Opdracht → Geef uit de tekst over het beroep alles van "Eiser heeft binnen" tot en met "niet-ontvankelijk te verklaren." opnieuw weer, waarbij je "gemachtigde" vervangt door "raadsman".

Eiser heeft binnen de gestelde termijn geen gronden ingediend. Pas op 9 oktober 2019 heeft de gemachtigde van eiser de gronden van het beroep aan het digitale dossier toegevoegd, zonder toe te lichten wat de reden is geweest voor het overschrijden van de gestelde termijn. Bovendien zijn eiser en zijn gemachtigde niet ter zitting verschenen om de late indiening toe te lichten. Er is derhalve geen verschoonbare reden voor dit verzuim gebleken.
4.3.
In het voorgaande ziet de rechtbank aanleiding het beroepschrift van eiser niet-ontvankelijk te verklaren.
4.4.
Het betreft hier echter een verzoek om internationale bescherming. Zoals volgt uit vaste jurisprudentie van de Afdeling bestuursrechtspraak van de Raad van State (zie bijvoorbeeld de uitspraak van 11 april 2014, ECLI:NL:RVS:2014:1381), brengt dit met zich mee dat de rechtbank kenbaar dient te beoordelen of de noodzaak bestaat om de in het nationale recht neergelegde procedureregel niet toe te passen. Deze noodzaak bestaat als sprake is van bijzondere feiten en omstandigheden, als bedoeld in rechtsoverweging 45 van het arrest van het Europees Hof voor de Rechten van de Mens, Bahaddar tegen Nederland van 19 februari 1998 (nr. 145/1996/764/965, JV 1998/45). Dergelijke bijzondere feiten of omstandigheden doen zich voor, indien hetgeen de desbetreffende vreemdeling heeft aangevoerd tot het oordeel leidt dat de staatssecretaris bij uitzetting van die vreemdeling het refoulementverbod zou schenden als neergelegd in artikel 3 van het EVRM.

Verzamelde gegevensitems:
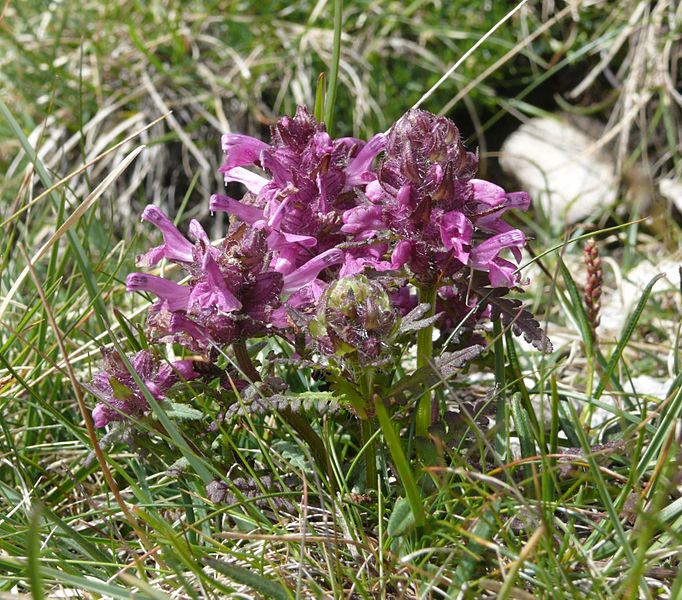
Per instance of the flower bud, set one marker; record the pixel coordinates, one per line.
(356, 318)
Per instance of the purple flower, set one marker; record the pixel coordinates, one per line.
(175, 247)
(311, 180)
(119, 393)
(485, 257)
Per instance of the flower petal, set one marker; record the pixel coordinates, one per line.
(241, 150)
(253, 182)
(174, 295)
(310, 270)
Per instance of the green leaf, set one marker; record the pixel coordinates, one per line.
(33, 565)
(401, 520)
(262, 585)
(523, 428)
(183, 412)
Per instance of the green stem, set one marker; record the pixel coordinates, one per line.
(366, 429)
(501, 433)
(366, 432)
(334, 67)
(424, 356)
(401, 464)
(297, 422)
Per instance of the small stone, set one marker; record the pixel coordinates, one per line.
(562, 169)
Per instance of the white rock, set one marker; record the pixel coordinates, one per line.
(671, 189)
(562, 169)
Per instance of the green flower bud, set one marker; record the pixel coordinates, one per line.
(357, 317)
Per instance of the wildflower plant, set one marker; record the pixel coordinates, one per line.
(342, 258)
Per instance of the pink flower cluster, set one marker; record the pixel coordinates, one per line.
(405, 204)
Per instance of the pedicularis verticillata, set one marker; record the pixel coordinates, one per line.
(334, 241)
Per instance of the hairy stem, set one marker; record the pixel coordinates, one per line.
(424, 356)
(297, 422)
(367, 427)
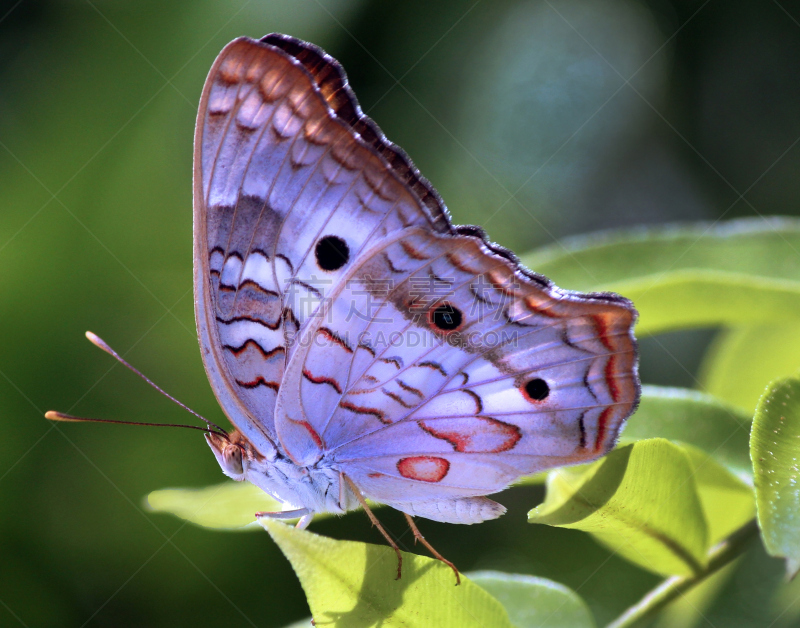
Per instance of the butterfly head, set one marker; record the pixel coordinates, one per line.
(231, 453)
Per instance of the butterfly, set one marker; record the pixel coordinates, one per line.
(362, 345)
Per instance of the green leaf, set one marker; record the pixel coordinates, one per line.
(741, 272)
(353, 584)
(227, 506)
(742, 361)
(533, 602)
(687, 416)
(775, 450)
(728, 502)
(641, 501)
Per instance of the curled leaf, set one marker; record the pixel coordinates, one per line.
(775, 451)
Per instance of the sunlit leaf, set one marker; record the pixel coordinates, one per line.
(728, 502)
(533, 602)
(227, 506)
(742, 272)
(742, 361)
(354, 584)
(641, 501)
(775, 450)
(679, 414)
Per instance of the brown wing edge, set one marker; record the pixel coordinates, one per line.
(331, 81)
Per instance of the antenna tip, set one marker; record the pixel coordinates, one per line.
(52, 415)
(97, 341)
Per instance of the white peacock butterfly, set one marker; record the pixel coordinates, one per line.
(362, 345)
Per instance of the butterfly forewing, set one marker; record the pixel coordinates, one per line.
(286, 196)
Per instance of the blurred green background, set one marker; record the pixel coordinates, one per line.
(538, 120)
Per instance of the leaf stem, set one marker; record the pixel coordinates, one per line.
(720, 555)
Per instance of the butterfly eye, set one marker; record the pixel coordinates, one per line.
(536, 390)
(446, 317)
(232, 457)
(332, 253)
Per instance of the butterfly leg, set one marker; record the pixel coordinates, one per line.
(418, 537)
(304, 514)
(375, 522)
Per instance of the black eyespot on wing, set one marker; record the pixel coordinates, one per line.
(332, 253)
(445, 317)
(536, 390)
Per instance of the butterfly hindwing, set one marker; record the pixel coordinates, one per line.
(440, 371)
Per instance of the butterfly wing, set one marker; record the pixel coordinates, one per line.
(466, 374)
(291, 183)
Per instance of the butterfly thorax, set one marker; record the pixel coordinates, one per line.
(316, 487)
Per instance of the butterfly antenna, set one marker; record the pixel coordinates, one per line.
(52, 415)
(102, 344)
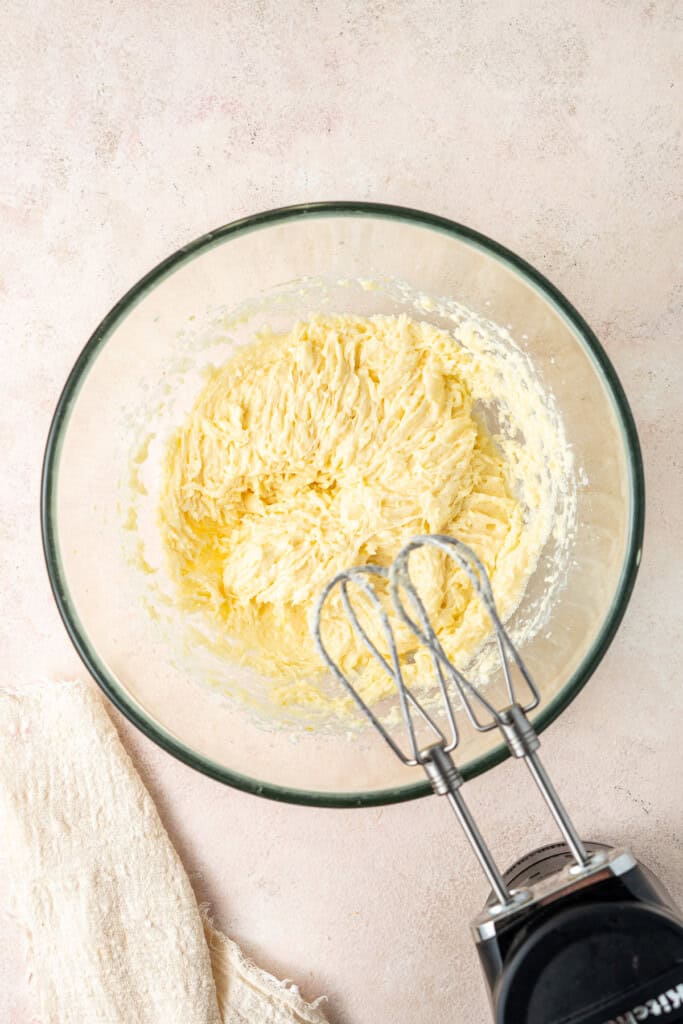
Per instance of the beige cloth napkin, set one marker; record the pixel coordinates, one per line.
(114, 932)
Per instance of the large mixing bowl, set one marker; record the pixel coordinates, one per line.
(146, 357)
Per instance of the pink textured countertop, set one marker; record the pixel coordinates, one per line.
(131, 128)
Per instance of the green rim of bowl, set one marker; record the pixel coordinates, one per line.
(110, 684)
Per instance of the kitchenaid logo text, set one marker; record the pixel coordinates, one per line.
(665, 1004)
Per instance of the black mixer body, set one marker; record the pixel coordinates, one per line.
(602, 945)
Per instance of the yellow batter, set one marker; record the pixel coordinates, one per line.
(327, 448)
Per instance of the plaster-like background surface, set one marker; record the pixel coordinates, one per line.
(129, 128)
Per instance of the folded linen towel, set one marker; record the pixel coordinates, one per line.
(114, 932)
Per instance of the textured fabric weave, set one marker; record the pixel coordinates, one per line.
(114, 932)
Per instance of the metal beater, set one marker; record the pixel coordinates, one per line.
(573, 931)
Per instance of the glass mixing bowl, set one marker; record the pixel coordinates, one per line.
(144, 363)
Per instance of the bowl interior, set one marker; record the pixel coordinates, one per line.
(139, 374)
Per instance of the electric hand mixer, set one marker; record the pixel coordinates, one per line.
(573, 933)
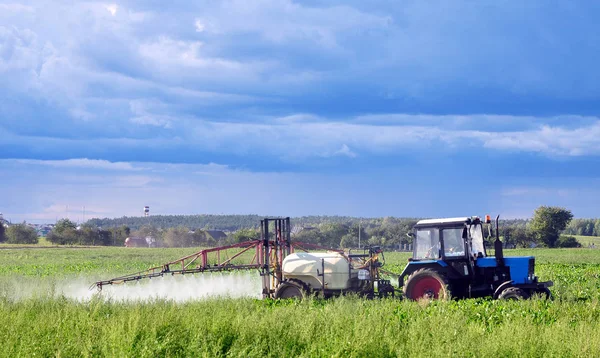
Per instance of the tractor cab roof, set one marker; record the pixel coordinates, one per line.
(442, 222)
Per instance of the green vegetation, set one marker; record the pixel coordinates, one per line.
(46, 326)
(547, 224)
(21, 234)
(585, 241)
(345, 327)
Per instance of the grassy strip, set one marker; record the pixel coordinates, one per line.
(345, 327)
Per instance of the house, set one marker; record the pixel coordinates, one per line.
(217, 235)
(136, 241)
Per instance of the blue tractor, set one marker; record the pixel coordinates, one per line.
(450, 260)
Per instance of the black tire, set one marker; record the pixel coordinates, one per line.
(289, 290)
(513, 293)
(428, 284)
(386, 291)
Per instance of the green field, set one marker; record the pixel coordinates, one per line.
(39, 323)
(586, 240)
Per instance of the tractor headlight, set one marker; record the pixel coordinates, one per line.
(364, 275)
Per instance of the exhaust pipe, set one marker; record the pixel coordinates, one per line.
(498, 249)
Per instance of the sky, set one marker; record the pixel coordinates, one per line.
(291, 108)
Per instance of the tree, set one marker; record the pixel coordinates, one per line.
(548, 222)
(568, 241)
(21, 234)
(64, 233)
(63, 225)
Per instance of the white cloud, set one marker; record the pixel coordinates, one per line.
(312, 137)
(82, 163)
(112, 9)
(345, 151)
(199, 25)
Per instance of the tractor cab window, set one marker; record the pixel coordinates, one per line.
(477, 246)
(454, 244)
(427, 245)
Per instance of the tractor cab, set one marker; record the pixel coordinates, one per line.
(450, 259)
(455, 238)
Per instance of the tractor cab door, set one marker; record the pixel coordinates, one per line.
(477, 245)
(453, 243)
(427, 244)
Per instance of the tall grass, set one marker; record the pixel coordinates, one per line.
(345, 327)
(48, 325)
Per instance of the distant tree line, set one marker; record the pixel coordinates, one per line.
(18, 234)
(545, 229)
(215, 222)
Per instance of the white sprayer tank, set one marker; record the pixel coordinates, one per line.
(304, 266)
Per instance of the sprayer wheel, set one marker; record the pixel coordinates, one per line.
(289, 290)
(426, 283)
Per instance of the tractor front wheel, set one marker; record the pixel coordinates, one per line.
(426, 283)
(513, 293)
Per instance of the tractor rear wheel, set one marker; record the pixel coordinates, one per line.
(426, 283)
(289, 290)
(513, 293)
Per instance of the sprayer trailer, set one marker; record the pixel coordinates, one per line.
(450, 259)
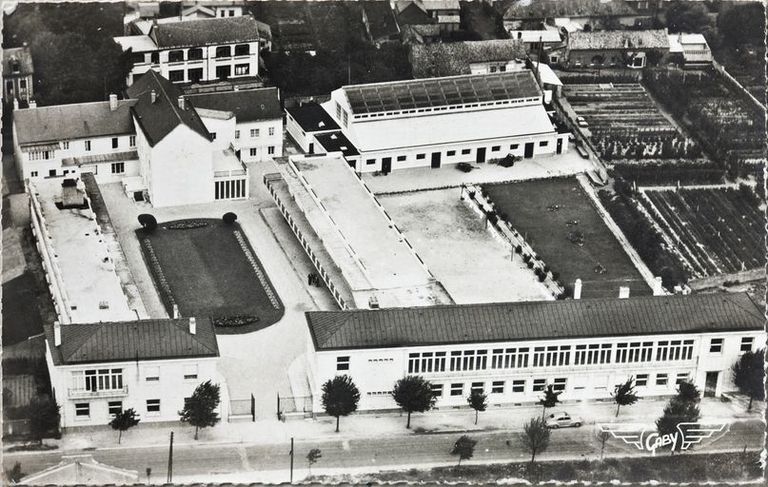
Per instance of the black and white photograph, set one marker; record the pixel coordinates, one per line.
(364, 242)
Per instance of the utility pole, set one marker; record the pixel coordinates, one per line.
(170, 461)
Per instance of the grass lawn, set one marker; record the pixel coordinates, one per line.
(555, 215)
(207, 271)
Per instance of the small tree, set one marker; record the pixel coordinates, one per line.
(148, 221)
(123, 421)
(535, 437)
(550, 399)
(43, 417)
(624, 394)
(478, 401)
(340, 397)
(749, 375)
(312, 457)
(464, 448)
(200, 409)
(414, 395)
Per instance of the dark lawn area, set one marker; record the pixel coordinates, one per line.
(206, 272)
(552, 213)
(21, 318)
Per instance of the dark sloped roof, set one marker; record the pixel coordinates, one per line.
(205, 32)
(311, 117)
(75, 121)
(540, 9)
(158, 119)
(247, 105)
(132, 340)
(432, 325)
(454, 58)
(435, 92)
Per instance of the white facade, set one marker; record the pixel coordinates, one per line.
(516, 372)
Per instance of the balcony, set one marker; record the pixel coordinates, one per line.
(103, 393)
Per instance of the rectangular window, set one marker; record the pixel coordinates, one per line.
(115, 407)
(190, 372)
(153, 406)
(342, 363)
(82, 409)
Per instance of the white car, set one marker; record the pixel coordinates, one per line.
(563, 420)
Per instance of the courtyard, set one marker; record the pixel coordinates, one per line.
(463, 255)
(561, 224)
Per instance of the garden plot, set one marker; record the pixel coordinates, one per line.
(462, 254)
(561, 224)
(626, 124)
(712, 231)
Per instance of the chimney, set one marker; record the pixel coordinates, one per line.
(56, 334)
(623, 292)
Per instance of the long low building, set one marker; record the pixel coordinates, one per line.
(512, 351)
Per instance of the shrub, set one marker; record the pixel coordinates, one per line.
(148, 222)
(229, 218)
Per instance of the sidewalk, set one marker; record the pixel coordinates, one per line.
(391, 424)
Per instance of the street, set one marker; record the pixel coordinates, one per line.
(208, 460)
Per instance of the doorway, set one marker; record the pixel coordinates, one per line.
(528, 150)
(710, 384)
(480, 154)
(435, 160)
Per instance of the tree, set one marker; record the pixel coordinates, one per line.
(478, 401)
(123, 421)
(464, 448)
(340, 397)
(312, 457)
(550, 399)
(200, 409)
(683, 408)
(414, 395)
(535, 437)
(624, 394)
(749, 376)
(43, 417)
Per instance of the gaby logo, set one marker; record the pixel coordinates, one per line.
(645, 437)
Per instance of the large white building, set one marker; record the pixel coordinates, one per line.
(99, 369)
(511, 351)
(432, 122)
(195, 51)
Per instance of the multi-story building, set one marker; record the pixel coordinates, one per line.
(18, 76)
(431, 122)
(197, 50)
(512, 351)
(99, 369)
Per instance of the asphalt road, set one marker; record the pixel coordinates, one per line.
(216, 459)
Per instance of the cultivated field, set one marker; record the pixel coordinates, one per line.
(715, 231)
(457, 248)
(561, 224)
(208, 268)
(626, 124)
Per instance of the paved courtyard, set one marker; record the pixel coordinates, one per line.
(463, 255)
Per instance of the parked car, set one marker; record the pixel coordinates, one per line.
(563, 420)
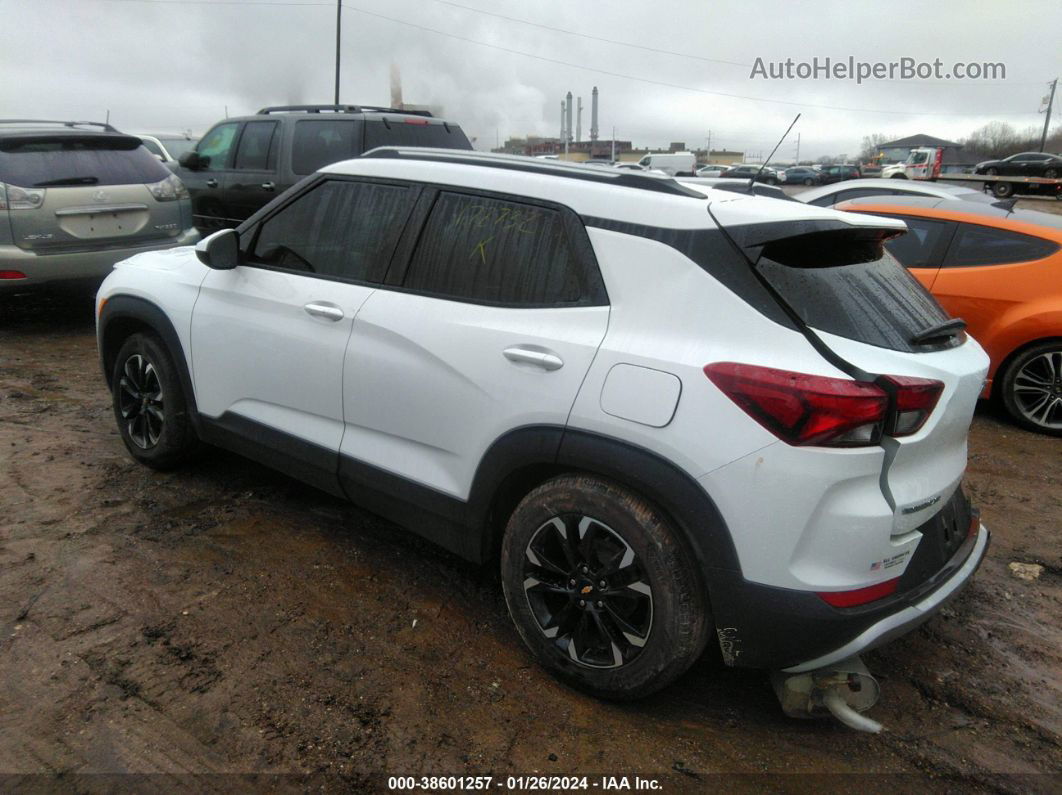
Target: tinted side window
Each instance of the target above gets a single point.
(983, 245)
(322, 141)
(217, 144)
(918, 246)
(495, 252)
(339, 228)
(257, 147)
(151, 147)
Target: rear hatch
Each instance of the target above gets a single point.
(73, 191)
(871, 317)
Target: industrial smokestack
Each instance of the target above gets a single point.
(567, 117)
(395, 87)
(594, 115)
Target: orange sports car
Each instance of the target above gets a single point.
(1000, 271)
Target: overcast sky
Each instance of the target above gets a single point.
(168, 65)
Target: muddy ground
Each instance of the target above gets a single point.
(226, 619)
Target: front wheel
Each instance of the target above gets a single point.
(601, 588)
(150, 405)
(1031, 389)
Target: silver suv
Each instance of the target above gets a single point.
(78, 196)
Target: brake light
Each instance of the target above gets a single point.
(860, 595)
(914, 400)
(801, 409)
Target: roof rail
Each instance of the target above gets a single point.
(337, 109)
(534, 166)
(107, 127)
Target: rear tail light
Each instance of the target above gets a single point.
(860, 595)
(915, 399)
(14, 197)
(802, 409)
(169, 189)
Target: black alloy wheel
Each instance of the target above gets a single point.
(587, 591)
(140, 401)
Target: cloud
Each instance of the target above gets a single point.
(171, 66)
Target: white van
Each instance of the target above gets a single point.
(672, 163)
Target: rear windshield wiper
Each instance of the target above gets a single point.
(942, 330)
(68, 180)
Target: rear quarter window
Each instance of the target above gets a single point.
(88, 160)
(414, 133)
(858, 291)
(319, 142)
(985, 245)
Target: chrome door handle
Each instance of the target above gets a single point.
(545, 359)
(325, 310)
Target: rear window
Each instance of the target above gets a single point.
(71, 160)
(321, 142)
(849, 284)
(395, 133)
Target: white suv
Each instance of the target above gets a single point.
(673, 415)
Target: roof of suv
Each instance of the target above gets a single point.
(593, 192)
(34, 127)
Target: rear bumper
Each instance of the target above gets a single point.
(907, 619)
(44, 269)
(794, 631)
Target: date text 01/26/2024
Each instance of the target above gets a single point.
(523, 783)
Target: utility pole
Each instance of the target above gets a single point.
(1047, 116)
(339, 20)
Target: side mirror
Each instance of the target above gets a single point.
(192, 160)
(220, 251)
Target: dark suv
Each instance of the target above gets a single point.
(242, 163)
(831, 174)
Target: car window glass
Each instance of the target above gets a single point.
(320, 142)
(495, 252)
(340, 228)
(256, 149)
(983, 245)
(917, 247)
(152, 147)
(216, 145)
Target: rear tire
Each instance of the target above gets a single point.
(639, 632)
(1030, 389)
(150, 405)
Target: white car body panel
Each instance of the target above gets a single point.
(428, 387)
(251, 323)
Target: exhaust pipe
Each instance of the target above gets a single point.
(842, 690)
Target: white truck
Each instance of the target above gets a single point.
(924, 162)
(672, 163)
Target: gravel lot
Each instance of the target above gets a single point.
(225, 619)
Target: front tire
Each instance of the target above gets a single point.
(601, 588)
(1031, 389)
(150, 405)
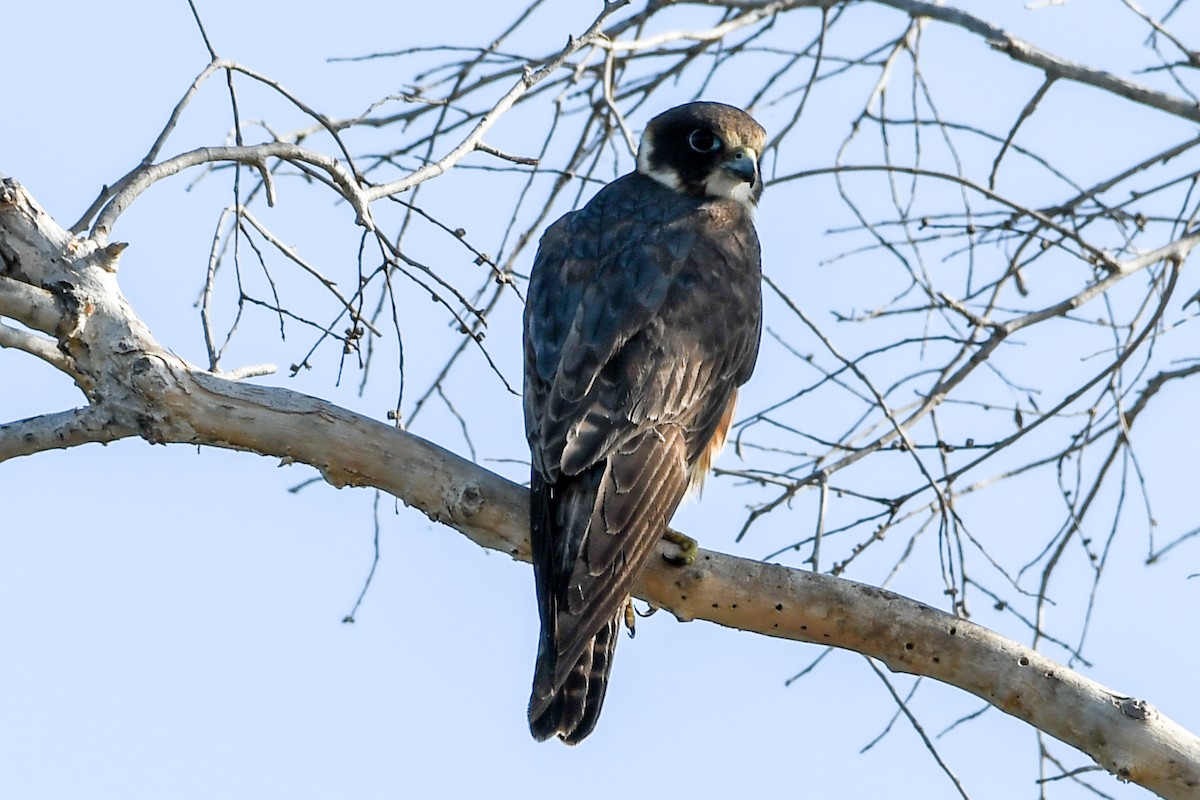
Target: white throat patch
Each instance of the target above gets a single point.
(720, 184)
(723, 184)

Uitvoer →
Eiser heeft binnen de gestelde termijn geen gronden ingediend. Pas op 9 oktober 2019 heeft de raadsman van eiser de gronden van het beroep aan het digitale dossier toegevoegd, zonder toe te lichten wat de reden is geweest voor het overschrijden van de gestelde termijn. Bovendien zijn eiser en zijn raadsman niet ter zitting verschenen om de late indiening toe te lichten. Er is derhalve geen verschoonbare reden voor dit verzuim gebleken.
4.3.
In het voorgaande ziet de rechtbank aanleiding het beroepschrift van eiser niet-ontvankelijk te verklaren.